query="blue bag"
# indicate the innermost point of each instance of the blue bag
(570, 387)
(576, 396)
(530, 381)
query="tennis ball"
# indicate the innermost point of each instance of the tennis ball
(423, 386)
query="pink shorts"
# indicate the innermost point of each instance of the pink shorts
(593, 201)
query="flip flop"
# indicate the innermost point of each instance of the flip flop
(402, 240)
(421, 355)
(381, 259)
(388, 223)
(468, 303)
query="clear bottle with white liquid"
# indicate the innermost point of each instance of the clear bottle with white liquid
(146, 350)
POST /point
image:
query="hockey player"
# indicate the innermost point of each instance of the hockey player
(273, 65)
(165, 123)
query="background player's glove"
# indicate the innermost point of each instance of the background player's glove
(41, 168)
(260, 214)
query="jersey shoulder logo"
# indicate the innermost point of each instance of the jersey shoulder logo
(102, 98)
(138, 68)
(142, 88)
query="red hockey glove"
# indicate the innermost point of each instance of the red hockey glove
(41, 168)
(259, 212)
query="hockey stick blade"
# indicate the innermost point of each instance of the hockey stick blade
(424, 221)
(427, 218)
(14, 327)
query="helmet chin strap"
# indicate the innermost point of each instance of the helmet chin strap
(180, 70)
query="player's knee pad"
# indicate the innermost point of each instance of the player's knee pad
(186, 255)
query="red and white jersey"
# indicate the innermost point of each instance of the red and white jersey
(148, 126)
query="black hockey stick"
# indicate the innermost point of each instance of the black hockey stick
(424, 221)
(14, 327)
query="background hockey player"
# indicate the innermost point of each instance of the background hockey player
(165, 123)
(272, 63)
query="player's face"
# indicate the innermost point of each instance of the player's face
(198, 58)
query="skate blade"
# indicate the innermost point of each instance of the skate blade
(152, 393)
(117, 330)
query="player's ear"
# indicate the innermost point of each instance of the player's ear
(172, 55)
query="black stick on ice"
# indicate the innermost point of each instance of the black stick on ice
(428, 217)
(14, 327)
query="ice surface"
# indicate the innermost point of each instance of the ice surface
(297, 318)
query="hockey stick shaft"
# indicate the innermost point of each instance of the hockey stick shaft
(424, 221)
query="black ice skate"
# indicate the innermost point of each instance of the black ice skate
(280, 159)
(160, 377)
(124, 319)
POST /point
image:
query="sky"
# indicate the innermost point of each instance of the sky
**********
*Exercise:* Would you restate the entries word for word, omitting none?

*Output of the task:*
query="blue bag"
# indicate the innermost point of each instance of the blue bag
(570, 387)
(576, 396)
(530, 381)
query="tennis ball"
# indicate the innermost point of each instance of the tennis ball
(423, 386)
query="pink shorts"
# indicate the innermost point of each instance of the pink shorts
(593, 201)
query="flip flop"
# indicate the innermost point of each instance of the flip flop
(402, 240)
(421, 355)
(381, 259)
(388, 223)
(468, 303)
query="clear bottle with white liquid"
# indicate the innermost point of each instance of the clear bottle with white liquid
(146, 350)
POST /point
image:
query="hockey player"
# indicate the innermost point of each instance of the hockey player
(273, 65)
(165, 123)
query="background player's glove"
# indicate the innermost point of each instance of the background player's glove
(41, 168)
(260, 214)
query="jersey shoulder logo"
# indicate the innermost point of each instance of the jersey shoulder logo
(102, 98)
(138, 68)
(142, 88)
query="red hockey glove"
# indicate the innermost point of each instance of the red hockey glove
(41, 168)
(259, 212)
query="hockey stick blade"
# indicate the innermost point of each instance of the hockey stick blade
(424, 221)
(427, 218)
(14, 327)
query="helmet chin strap"
# indicate the innermost point of each instance of the helmet chin strap
(180, 70)
query="player's knee pad"
# indicate the innermost point of each instance of the player's knee pad
(186, 255)
query="red and white jersey"
# indicate the innermost point of each instance of the red and white jersey
(148, 126)
query="black hockey stick"
# indicate the innermost point of each instance of the black hockey stick
(424, 221)
(14, 327)
query="background hockey player"
# indicate the innermost point of each instance of the background hockey player
(165, 123)
(272, 63)
query="player's face"
# indicate the innermost point of each instance of the player's face
(198, 58)
query="skate blade"
# indicate the innermost point of each instance of the skate blade
(152, 393)
(117, 330)
query="player's ear"
# indicate the innermost point of each instance of the player's ear
(172, 55)
query="black stick on ice"
# indicate the innermost point of each instance of the black stick on ice
(428, 217)
(14, 327)
query="ice surface"
# indicate the innermost point of each instance of the ice surface
(297, 318)
query="hockey stick shaft"
# indicate the innermost point of each instance of the hockey stick shaft
(424, 221)
query="black ice skate"
# indicate the innermost point of each instance of the black ice skate
(280, 159)
(160, 377)
(124, 319)
POST /point
image:
query="sky"
# indicate the innermost point of each instance of the sky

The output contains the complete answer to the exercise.